§ WORK TO BE COMPLETED
Your task is to return the data below, word for word.

================================

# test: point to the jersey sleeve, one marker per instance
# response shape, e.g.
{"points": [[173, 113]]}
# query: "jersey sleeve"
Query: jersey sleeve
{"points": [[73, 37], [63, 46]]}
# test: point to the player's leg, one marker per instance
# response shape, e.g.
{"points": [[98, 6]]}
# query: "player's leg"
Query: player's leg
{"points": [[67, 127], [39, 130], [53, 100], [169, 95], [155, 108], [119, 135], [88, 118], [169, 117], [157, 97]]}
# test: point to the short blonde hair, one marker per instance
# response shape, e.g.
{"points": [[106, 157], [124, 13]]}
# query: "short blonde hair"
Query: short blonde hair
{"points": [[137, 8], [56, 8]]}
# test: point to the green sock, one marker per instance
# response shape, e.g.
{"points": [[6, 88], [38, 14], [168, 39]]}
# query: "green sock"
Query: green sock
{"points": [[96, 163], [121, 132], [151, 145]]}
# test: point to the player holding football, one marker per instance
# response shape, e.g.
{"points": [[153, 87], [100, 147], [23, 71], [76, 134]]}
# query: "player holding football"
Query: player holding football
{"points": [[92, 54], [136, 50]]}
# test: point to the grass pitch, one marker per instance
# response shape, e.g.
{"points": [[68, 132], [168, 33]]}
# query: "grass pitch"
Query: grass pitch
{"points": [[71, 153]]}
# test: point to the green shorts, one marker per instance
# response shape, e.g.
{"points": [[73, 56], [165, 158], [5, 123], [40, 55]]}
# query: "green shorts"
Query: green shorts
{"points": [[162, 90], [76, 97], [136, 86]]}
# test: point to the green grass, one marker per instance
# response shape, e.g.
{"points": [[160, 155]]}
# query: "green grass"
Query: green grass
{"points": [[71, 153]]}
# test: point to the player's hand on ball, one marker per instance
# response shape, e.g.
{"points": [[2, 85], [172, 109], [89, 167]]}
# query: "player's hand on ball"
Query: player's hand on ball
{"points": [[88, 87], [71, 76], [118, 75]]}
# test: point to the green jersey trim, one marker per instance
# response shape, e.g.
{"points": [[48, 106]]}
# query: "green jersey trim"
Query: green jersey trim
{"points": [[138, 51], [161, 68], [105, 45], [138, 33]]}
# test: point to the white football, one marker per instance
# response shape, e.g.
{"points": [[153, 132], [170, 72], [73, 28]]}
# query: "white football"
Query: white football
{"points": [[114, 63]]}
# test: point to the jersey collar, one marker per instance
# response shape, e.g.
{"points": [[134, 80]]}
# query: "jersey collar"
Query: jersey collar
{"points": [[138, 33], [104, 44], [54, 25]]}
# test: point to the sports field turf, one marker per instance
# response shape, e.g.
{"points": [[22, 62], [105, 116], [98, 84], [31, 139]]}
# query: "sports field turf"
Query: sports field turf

================================

§ RESPONSE TO THIS TASK
# test: point to the jersey sleeve, one marker per instance
# response shape, e.g.
{"points": [[173, 113]]}
# query: "jersey sleeve"
Query: jersey sleeve
{"points": [[73, 37], [63, 46]]}
# test: point to the player's leg, one marker per instance
# response shape, e.g.
{"points": [[98, 6]]}
# query: "player's leg"
Query: player's leg
{"points": [[67, 127], [39, 130], [53, 100], [169, 95], [155, 108], [119, 135], [88, 118], [169, 117], [157, 97]]}
# test: point to the short blonde hair, one marker per instance
# response shape, e.g.
{"points": [[106, 157], [124, 13]]}
# query: "short blonde hair"
Query: short blonde hair
{"points": [[137, 8], [56, 8]]}
# test: point to the green sock, one marker per instance
# response shape, e.g.
{"points": [[6, 88], [38, 14], [168, 39]]}
# query: "green sock"
Query: green sock
{"points": [[96, 163], [121, 132], [151, 145]]}
# test: point to the player holding football, one marker per instance
# response shape, e.g.
{"points": [[153, 87], [100, 147], [23, 71], [76, 134]]}
# query: "player holding football"
Query: player holding football
{"points": [[92, 54], [136, 50]]}
# test: point to the grass pitch, one marker per instance
# response shape, e.g.
{"points": [[68, 132], [168, 33]]}
# query: "grass pitch"
Query: grass pitch
{"points": [[71, 153]]}
# test: point to the green shorts, one marker per instance
# response shape, e.g.
{"points": [[73, 56], [165, 158], [5, 123], [40, 55]]}
# query: "green shorts"
Query: green shorts
{"points": [[162, 90], [76, 97], [136, 86]]}
# test: point to the green grass, one marker per instance
# response shape, e.g.
{"points": [[160, 155]]}
# query: "green grass"
Query: green grass
{"points": [[71, 153]]}
# test: point to the player's hand on ball, one marker per instance
# response shape, e.g.
{"points": [[2, 85], [172, 109], [89, 167]]}
# query: "player's hand on ball"
Query: player's hand on ball
{"points": [[88, 87], [71, 76], [118, 75]]}
# test: point to the green jersey trim, one marker per instance
# response shape, e.g.
{"points": [[48, 106]]}
# query: "green jersey trim"
Query: green jersey trim
{"points": [[138, 51], [161, 68], [105, 45], [138, 33]]}
# test: point to the white football, one marker per instance
# response shape, e.g.
{"points": [[153, 132], [170, 72], [73, 28]]}
# query: "white football"
Query: white football
{"points": [[114, 63]]}
# test: point to the jersey collar, one marker per instance
# response shape, e.g.
{"points": [[134, 80]]}
# query: "jersey collar"
Query: jersey collar
{"points": [[138, 33], [104, 44], [54, 25]]}
# test: point to the sports field turf, one marker per instance
# response shape, e.g.
{"points": [[22, 62], [105, 116], [98, 84], [31, 139]]}
# query: "sports field turf"
Query: sports field turf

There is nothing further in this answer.